_AIM OF THE EXERCISE_
Could you reproduce the lines from the start of the items through the line that contains "[[[393,227],[428,227],[428,187],[415,185],[401,194],[393,208]]]", inclusive, renaming "pink petal" to "magenta petal" and leaving everything else unchanged?

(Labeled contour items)
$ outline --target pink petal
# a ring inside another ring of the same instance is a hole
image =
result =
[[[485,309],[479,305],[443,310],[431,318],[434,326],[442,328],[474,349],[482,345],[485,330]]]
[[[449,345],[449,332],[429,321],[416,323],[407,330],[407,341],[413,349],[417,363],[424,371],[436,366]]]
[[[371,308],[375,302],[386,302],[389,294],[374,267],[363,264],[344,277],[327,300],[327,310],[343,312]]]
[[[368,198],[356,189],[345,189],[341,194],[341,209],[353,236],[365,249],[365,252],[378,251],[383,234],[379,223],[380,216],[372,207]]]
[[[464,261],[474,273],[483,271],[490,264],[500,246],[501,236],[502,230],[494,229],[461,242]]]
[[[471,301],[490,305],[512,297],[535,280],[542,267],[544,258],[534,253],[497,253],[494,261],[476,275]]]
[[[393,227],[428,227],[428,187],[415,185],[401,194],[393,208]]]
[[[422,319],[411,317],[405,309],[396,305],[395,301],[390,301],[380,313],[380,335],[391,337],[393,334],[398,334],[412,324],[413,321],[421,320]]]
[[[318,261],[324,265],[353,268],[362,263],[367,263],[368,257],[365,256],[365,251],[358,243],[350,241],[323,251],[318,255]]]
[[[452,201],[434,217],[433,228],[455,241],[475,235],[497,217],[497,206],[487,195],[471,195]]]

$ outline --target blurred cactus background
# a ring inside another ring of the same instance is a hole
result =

_FULL OUTPUT_
$ outline --target magenta petal
# a ring inside another ring of the same instance is a hole
image =
result =
[[[485,309],[479,305],[443,310],[431,318],[434,326],[442,328],[474,349],[482,345],[485,330]]]
[[[449,345],[449,332],[429,321],[416,323],[407,330],[407,341],[413,349],[417,363],[424,371],[436,366]]]
[[[371,308],[375,302],[386,302],[389,294],[374,267],[363,264],[344,277],[327,300],[327,310],[343,312]]]
[[[368,198],[356,189],[345,189],[341,194],[341,209],[353,236],[365,249],[365,252],[378,251],[383,234],[379,223],[380,216],[372,207]]]
[[[464,261],[474,273],[483,271],[490,264],[500,246],[501,236],[502,230],[494,229],[461,242]]]
[[[471,301],[490,305],[512,297],[535,280],[542,267],[544,258],[534,253],[497,253],[494,261],[476,275]]]
[[[393,227],[428,227],[428,187],[415,185],[401,194],[393,208]]]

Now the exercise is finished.